## begin Dataset entries

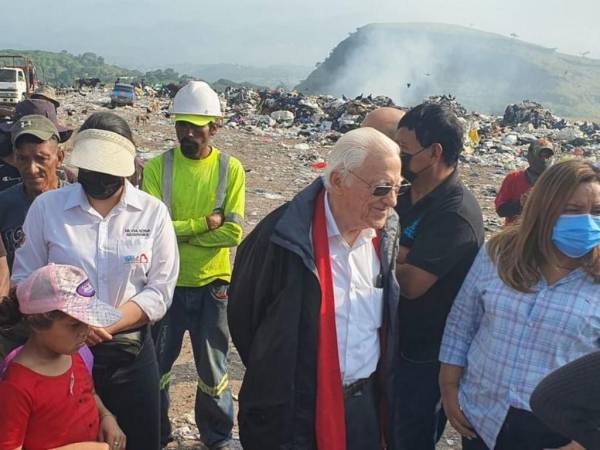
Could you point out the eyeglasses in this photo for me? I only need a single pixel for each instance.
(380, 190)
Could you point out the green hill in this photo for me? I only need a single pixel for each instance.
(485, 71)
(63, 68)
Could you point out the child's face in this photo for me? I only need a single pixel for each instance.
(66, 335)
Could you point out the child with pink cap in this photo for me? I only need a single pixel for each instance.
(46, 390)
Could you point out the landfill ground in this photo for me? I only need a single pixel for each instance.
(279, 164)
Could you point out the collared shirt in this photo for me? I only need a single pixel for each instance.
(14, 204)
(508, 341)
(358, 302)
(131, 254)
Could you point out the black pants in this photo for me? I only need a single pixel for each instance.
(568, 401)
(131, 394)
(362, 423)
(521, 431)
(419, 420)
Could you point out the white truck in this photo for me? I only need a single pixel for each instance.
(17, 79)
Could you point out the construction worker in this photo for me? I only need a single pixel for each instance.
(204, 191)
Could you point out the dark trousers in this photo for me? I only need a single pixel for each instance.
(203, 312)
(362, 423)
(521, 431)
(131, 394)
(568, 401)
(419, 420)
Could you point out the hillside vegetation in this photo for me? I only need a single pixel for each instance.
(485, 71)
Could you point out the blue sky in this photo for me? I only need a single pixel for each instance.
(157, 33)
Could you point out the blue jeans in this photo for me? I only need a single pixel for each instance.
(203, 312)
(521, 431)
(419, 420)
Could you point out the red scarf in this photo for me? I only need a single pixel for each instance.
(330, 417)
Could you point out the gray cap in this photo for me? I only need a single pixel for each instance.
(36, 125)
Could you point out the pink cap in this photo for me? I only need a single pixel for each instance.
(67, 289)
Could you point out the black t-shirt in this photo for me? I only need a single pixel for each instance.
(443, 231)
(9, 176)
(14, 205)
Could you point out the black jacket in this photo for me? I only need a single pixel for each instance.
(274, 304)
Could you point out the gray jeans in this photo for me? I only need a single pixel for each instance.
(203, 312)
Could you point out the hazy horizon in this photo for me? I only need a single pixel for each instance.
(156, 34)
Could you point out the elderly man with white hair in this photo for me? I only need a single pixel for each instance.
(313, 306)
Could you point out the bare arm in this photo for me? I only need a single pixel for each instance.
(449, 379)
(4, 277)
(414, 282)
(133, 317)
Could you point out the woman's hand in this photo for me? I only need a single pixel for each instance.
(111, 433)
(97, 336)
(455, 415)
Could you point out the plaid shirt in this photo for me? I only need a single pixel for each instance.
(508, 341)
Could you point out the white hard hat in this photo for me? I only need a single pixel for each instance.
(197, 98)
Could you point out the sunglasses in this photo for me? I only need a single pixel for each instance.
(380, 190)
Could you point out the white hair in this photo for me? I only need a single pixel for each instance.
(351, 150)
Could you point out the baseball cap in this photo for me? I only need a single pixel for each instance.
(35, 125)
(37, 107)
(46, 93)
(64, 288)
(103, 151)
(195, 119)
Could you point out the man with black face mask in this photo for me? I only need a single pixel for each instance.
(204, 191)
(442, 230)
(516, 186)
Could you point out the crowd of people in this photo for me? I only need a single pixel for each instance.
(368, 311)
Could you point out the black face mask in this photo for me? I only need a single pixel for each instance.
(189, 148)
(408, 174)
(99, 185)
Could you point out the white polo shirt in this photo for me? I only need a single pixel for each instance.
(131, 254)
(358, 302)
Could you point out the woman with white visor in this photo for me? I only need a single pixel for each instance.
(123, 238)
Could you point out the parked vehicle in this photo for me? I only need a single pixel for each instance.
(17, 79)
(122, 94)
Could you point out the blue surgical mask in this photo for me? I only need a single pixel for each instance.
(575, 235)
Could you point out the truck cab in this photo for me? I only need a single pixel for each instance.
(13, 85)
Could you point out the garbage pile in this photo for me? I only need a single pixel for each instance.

## end Dataset entries

• Given task: Copy out the listing above word for word, every line of it, but leave out the picture.

• Result for this task:
Could you point out the eyeglasses in this photo for me? I only need a single pixel for each instance.
(380, 190)
Could you point out the green hill in this photo for me? I only need a single pixel for each instance.
(485, 71)
(63, 68)
Could you point out the child's face in this photo for me? I only need a single pixel for each instance.
(66, 335)
Could you point out the child with pink cap in this photo for me? I only need a single pixel for each instance.
(46, 390)
Could you point out the landfill ground in this photo for me? I only need a single pixel for each instance.
(279, 164)
Could you point out the collared shirt in this photo for me? I only need a single pixel for each instance.
(14, 204)
(508, 341)
(358, 302)
(131, 254)
Could you point out the black pants in this photo for me? I only need a single pixel for each instance.
(568, 401)
(131, 394)
(362, 423)
(521, 431)
(419, 420)
Could you point out the white truck in this photo for me? I only need a single pixel for each instance.
(17, 79)
Could you point out the construction worker in this photo for me? I only need a single pixel for each instance.
(204, 191)
Could you point out the dark trousers in this photo for me? I only need a single pixel for each instance.
(203, 312)
(362, 423)
(521, 431)
(131, 394)
(568, 401)
(419, 420)
Could you point out the hillside vegetation in this photo for me? I only need a single pixel for each instance.
(485, 71)
Could you point out the blue sky in this photo for me? I only need a single pixel for each instance.
(157, 33)
Could you point out the blue jeans in this photo for me? I only need a single pixel for each instance.
(203, 312)
(521, 431)
(419, 420)
Could you point out the red scarf in this photo for me? I only need a single pixel for each instance.
(330, 417)
Could you point out the gray cap in this photo for me? I only need a single pixel for each instance.
(36, 125)
Could you point out the pink cap in this photo for me? I only need a single pixel for each instance.
(67, 289)
Could you point out the black t-shirt in this photo for me? I only need a single pixel for each instance.
(443, 231)
(9, 176)
(14, 205)
Could you point out the black jacket in this photo for me? I only need a single pixel for each instance.
(274, 304)
Could you point out the gray jeans in this photo for me? I only need a single pixel for each instance.
(203, 312)
Could you point out the hazy horizon in this photo for me? I only need a single pixel for each instance.
(156, 34)
Could you point out the elderly man with white hair in this photo for me? I only need a single pixel for each instance.
(313, 306)
Could you point out the bare arm in this photo for me? I only need a single pixel for each instance.
(449, 379)
(4, 277)
(414, 282)
(133, 317)
Could you point out the woman's hand in this photo for me? I only need a single pixel for each instance.
(111, 433)
(97, 336)
(455, 415)
Could you point out the plaid shirt in this photo for me? I only need a single pixel for each instance.
(508, 341)
Could you point out the white hard hat in this photo for me? I only need a single pixel for each instance.
(197, 98)
Could you point out the sunglasses in this photo for me? I only need a single pixel for each instance.
(380, 190)
Could you point out the white hair in this photo for me? I only need a single pixel for each instance.
(351, 150)
Could you point out the baseball cap in this photo for me? I only need a single pixel for each instance.
(35, 125)
(37, 107)
(46, 93)
(64, 288)
(103, 151)
(195, 119)
Could you point out the man with black face mask in this photo for me? I only need a single pixel for each instance.
(204, 191)
(442, 230)
(516, 186)
Could you point out the crowd of people in this photo for me? I only need a single pixel for each instance.
(368, 311)
Could you point out the black face mask in this photo for me? I only need a single pixel for each instance.
(189, 148)
(408, 174)
(99, 185)
Could you point out the white polo shirt in this photo for me? I only need a single pixel for each instance.
(131, 254)
(358, 302)
Could you point out the woman with white visor in this photo for me? I only need a single pixel for each instance.
(123, 238)
Could you point out the parked vehicle in this photo for me? I only need a single pixel for each instance.
(17, 79)
(122, 94)
Could you point out the blue surgical mask in this photo for me? I only need a single pixel for each instance.
(575, 235)
Could you point out the truck cab in this photo for me? I only need a single pixel for each instance.
(13, 85)
Could you point out the garbage pile in this photo for me? I only need a single pixel for each instance.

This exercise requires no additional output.